Directives
1. According to the Speed Racer review, how long does the movie run?
2. Please update the Speed Racer review's passage between "EYES WIDE OPEN" and "of its package.", inclusive, so that "video game" replaces "videogame".
## BEGIN Source document
Tuesday, June 10, 2008

One Soulless, the other Soulful


The following is column reprinted from the June issue of Providence Monthly


EYES WIDE OPEN
By Scott Duhamel

Speed Racer

Too long, too frantic, too much like a big screen videogame, exactly whom was this movie made for? Four-year-old boys with a side interest in physics? Technical wizards and co-directors Larry and Andy Wachowski have made a candy-colored whiz-bang of a movie, a whirligig of sound, color, and action without a semblance of narrative panache or creative soul. Which means, that for those accompanying said four-year-olds, Speed Racer is going to be a torturous 135 minutes, an expensive and gleaming high tech translation of an old school Americanized Japanese bit of pop culture ironic junk, devoid of the pop and sizzle that was behind the ironic tone of the 60’s Saturday morning cartoon offering, like a hard candy found laying behind the couch a few months after it falls out of its package.
## END Source document
## BEGIN Data provided
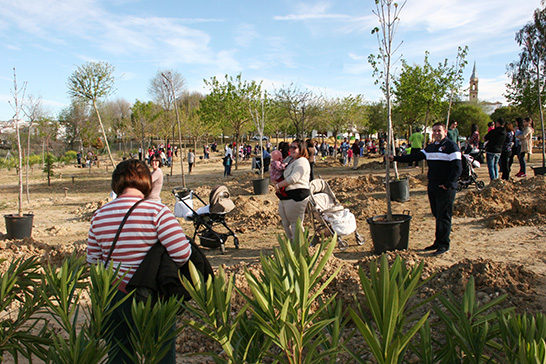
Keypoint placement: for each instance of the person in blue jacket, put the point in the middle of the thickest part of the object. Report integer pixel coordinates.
(444, 161)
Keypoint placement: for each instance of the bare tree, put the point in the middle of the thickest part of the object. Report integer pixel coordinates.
(162, 93)
(18, 101)
(297, 105)
(169, 80)
(387, 12)
(91, 82)
(33, 111)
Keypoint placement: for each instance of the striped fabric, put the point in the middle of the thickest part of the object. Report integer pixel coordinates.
(149, 222)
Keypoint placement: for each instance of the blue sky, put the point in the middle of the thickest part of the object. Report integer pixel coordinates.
(320, 45)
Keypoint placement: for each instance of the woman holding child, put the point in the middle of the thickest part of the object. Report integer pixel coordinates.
(295, 186)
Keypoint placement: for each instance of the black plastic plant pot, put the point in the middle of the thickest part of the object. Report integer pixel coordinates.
(389, 235)
(19, 227)
(261, 186)
(539, 171)
(399, 190)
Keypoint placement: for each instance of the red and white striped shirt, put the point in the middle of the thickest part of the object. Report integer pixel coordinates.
(149, 222)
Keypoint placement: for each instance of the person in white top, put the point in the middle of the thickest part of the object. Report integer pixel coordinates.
(296, 187)
(157, 178)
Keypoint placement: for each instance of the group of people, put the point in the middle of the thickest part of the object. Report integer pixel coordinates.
(503, 142)
(291, 171)
(164, 152)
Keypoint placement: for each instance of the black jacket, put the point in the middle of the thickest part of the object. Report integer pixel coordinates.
(444, 163)
(495, 140)
(158, 273)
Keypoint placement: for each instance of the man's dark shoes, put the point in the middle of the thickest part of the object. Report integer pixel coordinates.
(441, 251)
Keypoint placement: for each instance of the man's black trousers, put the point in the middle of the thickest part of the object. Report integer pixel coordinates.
(441, 204)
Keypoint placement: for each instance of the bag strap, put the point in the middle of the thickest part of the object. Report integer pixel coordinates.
(119, 230)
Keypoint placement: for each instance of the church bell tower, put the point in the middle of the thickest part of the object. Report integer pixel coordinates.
(473, 90)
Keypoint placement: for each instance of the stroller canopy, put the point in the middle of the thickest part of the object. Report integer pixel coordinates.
(220, 202)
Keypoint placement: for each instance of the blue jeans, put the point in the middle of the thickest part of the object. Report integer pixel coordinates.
(493, 165)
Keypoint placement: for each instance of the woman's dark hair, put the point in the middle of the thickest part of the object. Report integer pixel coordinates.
(519, 122)
(132, 173)
(284, 147)
(157, 157)
(302, 147)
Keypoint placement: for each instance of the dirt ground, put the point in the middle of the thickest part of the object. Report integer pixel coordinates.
(499, 235)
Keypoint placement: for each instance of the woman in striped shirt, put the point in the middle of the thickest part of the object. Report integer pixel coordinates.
(149, 222)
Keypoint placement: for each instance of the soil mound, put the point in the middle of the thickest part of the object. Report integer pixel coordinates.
(10, 250)
(85, 212)
(505, 204)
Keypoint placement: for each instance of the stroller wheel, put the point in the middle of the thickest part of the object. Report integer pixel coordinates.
(359, 238)
(342, 244)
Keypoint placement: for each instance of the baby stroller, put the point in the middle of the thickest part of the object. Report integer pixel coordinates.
(327, 215)
(207, 217)
(468, 175)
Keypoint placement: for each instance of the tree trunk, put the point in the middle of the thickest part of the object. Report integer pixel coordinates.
(104, 135)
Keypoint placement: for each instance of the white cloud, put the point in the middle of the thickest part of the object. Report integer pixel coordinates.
(245, 34)
(316, 11)
(490, 89)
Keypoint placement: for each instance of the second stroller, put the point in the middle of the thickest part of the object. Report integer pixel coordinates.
(208, 217)
(328, 216)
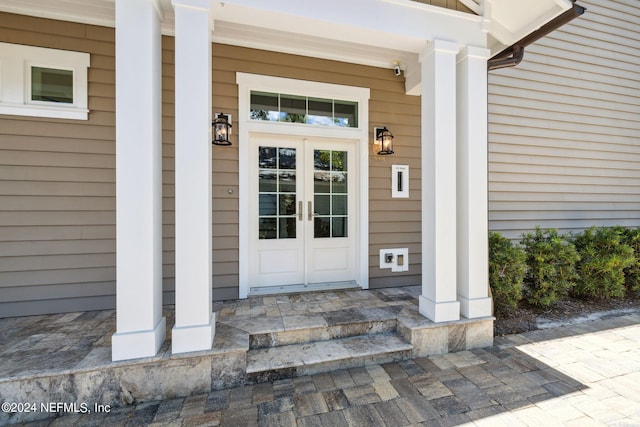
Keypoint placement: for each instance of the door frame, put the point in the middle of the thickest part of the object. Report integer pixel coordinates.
(248, 82)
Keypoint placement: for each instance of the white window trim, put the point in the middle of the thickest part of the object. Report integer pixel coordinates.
(15, 81)
(246, 126)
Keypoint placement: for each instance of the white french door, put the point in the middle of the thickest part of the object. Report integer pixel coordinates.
(303, 210)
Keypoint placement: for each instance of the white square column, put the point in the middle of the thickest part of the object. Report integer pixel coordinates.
(472, 203)
(195, 321)
(140, 327)
(438, 66)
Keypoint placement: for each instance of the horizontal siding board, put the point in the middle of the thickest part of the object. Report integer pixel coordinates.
(55, 262)
(56, 247)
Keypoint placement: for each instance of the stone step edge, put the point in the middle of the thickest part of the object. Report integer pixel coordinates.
(296, 359)
(303, 335)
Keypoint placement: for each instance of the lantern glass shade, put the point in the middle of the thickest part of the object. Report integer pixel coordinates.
(221, 129)
(383, 141)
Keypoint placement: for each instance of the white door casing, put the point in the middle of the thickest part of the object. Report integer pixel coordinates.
(303, 198)
(312, 262)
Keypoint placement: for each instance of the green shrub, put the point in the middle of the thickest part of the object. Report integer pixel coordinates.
(550, 259)
(603, 258)
(631, 237)
(506, 271)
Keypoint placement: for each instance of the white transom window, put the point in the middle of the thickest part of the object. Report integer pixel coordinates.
(41, 82)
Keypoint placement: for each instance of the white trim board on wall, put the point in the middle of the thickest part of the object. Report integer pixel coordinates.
(248, 82)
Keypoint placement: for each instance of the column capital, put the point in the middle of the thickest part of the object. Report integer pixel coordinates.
(439, 46)
(474, 52)
(192, 4)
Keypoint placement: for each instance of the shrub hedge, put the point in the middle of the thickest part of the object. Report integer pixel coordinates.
(551, 271)
(547, 266)
(506, 271)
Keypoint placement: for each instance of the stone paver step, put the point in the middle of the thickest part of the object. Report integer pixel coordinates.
(304, 333)
(268, 364)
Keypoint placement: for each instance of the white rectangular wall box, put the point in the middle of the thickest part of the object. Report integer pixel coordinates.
(400, 181)
(397, 259)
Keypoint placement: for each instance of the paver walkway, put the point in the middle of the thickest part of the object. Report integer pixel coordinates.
(579, 375)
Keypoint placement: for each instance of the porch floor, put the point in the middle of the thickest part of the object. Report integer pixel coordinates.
(67, 357)
(37, 345)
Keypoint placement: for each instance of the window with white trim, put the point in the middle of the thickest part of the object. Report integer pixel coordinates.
(41, 82)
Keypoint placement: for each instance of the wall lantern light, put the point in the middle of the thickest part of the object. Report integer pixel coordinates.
(383, 140)
(221, 129)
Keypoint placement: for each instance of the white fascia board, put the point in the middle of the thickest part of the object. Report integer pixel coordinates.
(392, 24)
(510, 21)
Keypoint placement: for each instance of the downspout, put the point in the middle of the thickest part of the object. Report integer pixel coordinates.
(512, 56)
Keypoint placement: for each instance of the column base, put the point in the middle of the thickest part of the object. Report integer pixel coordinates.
(475, 308)
(134, 345)
(193, 338)
(439, 311)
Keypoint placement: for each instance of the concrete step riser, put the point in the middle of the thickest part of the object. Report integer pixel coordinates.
(318, 368)
(268, 364)
(324, 333)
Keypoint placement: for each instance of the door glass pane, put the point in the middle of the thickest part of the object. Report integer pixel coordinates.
(287, 204)
(338, 160)
(346, 114)
(321, 160)
(330, 193)
(321, 227)
(287, 158)
(267, 157)
(339, 227)
(264, 106)
(322, 204)
(320, 112)
(339, 205)
(287, 228)
(287, 181)
(267, 180)
(338, 182)
(267, 204)
(277, 193)
(267, 228)
(293, 108)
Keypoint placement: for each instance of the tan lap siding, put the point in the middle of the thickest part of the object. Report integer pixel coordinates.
(57, 186)
(57, 177)
(564, 127)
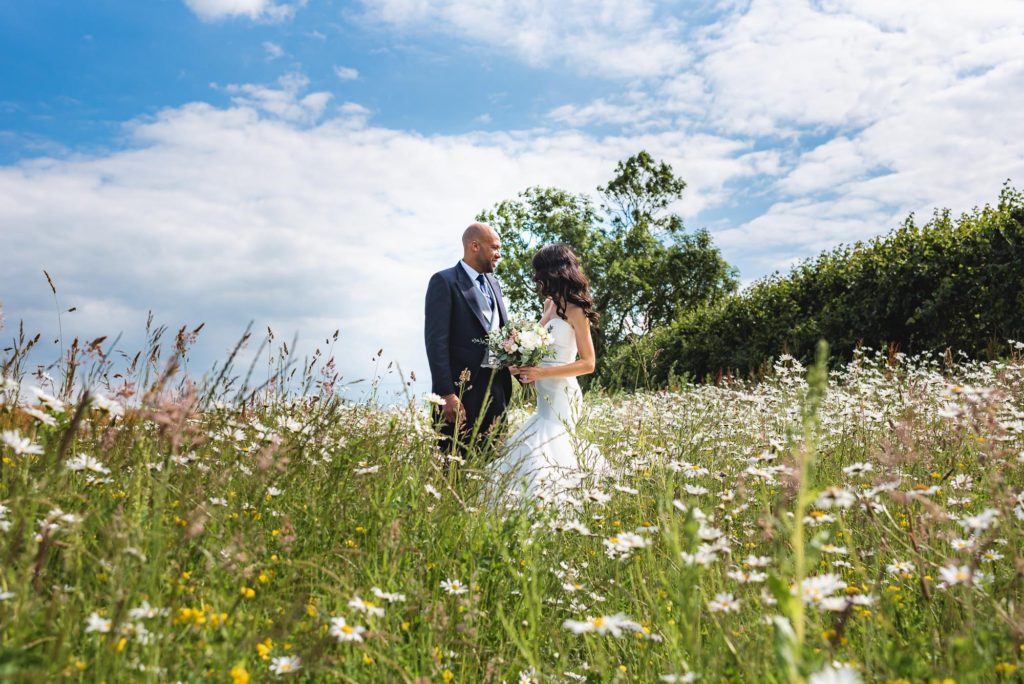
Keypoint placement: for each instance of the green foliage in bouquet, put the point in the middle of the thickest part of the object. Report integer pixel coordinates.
(519, 342)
## END Data provided
Solutions to the problems
1. 135 minutes

2.
EYES WIDE OPEN
By Scott Duhamel

Speed Racer

Too long, too frantic, too much like a big screen video game, exactly whom was this movie made for? Four-year-old boys with a side interest in physics? Technical wizards and co-directors Larry and Andy Wachowski have made a candy-colored whiz-bang of a movie, a whirligig of sound, color, and action without a semblance of narrative panache or creative soul. Which means, that for those accompanying said four-year-olds, Speed Racer is going to be a torturous 135 minutes, an expensive and gleaming high tech translation of an old school Americanized Japanese bit of pop culture ironic junk, devoid of the pop and sizzle that was behind the ironic tone of the 60’s Saturday morning cartoon offering, like a hard candy found laying behind the couch a few months after it falls out of its package.